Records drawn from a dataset
########################################
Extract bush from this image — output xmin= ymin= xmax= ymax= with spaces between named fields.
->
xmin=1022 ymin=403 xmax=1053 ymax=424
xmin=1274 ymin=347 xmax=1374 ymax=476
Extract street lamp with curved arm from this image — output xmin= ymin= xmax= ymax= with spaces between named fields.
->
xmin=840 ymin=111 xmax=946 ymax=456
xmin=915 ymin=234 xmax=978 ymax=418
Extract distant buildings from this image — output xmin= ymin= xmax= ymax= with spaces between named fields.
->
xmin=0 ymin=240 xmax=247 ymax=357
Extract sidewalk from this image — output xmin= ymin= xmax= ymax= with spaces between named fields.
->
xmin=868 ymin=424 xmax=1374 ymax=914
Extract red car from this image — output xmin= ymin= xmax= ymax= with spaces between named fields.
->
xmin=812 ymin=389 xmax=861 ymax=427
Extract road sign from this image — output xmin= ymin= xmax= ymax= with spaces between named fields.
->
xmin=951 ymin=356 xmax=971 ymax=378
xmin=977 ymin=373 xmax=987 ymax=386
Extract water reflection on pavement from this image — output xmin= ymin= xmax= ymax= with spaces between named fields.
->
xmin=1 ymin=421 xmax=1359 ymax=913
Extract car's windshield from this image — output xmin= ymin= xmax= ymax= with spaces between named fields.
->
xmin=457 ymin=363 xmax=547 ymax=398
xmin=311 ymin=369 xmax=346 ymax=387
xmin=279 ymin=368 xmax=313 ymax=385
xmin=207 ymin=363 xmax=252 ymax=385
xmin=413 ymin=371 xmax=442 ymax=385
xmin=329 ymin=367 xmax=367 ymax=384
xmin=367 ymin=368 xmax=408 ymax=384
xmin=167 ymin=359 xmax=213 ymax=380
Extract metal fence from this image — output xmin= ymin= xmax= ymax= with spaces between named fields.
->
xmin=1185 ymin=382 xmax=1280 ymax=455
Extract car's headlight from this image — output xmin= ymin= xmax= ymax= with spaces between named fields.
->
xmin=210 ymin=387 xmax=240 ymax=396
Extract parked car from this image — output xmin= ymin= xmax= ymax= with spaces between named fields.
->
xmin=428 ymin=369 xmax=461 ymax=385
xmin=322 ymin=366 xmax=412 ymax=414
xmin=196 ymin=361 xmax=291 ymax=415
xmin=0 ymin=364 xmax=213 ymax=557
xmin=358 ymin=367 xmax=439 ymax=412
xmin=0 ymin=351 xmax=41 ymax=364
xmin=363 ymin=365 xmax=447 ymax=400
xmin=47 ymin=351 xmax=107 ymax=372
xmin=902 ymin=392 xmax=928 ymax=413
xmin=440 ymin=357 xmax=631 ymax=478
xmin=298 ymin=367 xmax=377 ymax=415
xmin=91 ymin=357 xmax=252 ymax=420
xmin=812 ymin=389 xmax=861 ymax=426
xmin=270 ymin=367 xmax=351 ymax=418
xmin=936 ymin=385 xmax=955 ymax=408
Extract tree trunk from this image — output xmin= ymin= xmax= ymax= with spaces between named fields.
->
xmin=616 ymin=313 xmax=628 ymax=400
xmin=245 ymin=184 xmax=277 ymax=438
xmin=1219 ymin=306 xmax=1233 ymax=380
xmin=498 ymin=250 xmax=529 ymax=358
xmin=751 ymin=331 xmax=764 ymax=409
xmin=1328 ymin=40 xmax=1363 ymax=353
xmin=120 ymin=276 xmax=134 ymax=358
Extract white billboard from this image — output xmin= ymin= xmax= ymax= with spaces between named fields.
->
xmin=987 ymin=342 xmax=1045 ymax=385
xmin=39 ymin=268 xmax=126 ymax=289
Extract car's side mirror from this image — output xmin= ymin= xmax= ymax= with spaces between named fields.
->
########################################
-- EXERCISE AIM --
The required answer is the run of lines above, starting at the line with "Extract road sign" and ending at the line with "Extract parked car", reproduced exactly with both ends.

-- RESPONSE TO THE TASK --
Extract road sign from this image — output xmin= ymin= xmax= ymax= with spaces between named fields.
->
xmin=951 ymin=356 xmax=971 ymax=378
xmin=977 ymin=373 xmax=987 ymax=386
Extract water reflection on pavement from this image — output xmin= ymin= xmax= ymax= with spaces between named fields.
->
xmin=1 ymin=421 xmax=1359 ymax=913
Extract car's windshield from this image — output xmin= ymin= xmax= ymax= with spaces between named fields.
->
xmin=457 ymin=363 xmax=547 ymax=398
xmin=311 ymin=369 xmax=346 ymax=387
xmin=279 ymin=368 xmax=313 ymax=385
xmin=207 ymin=363 xmax=252 ymax=385
xmin=413 ymin=371 xmax=442 ymax=385
xmin=329 ymin=367 xmax=367 ymax=384
xmin=367 ymin=368 xmax=408 ymax=384
xmin=167 ymin=359 xmax=213 ymax=380
Extract metal fence from this image — output xmin= ymin= xmax= ymax= with spaces between named fields.
->
xmin=1185 ymin=382 xmax=1280 ymax=455
Extract car's headlight from this image — output xmin= ymin= xmax= ymax= with spaces between named fields.
->
xmin=210 ymin=387 xmax=240 ymax=396
Extract parked car from this image — output xmin= ymin= xmax= ymax= with spaces between named fields.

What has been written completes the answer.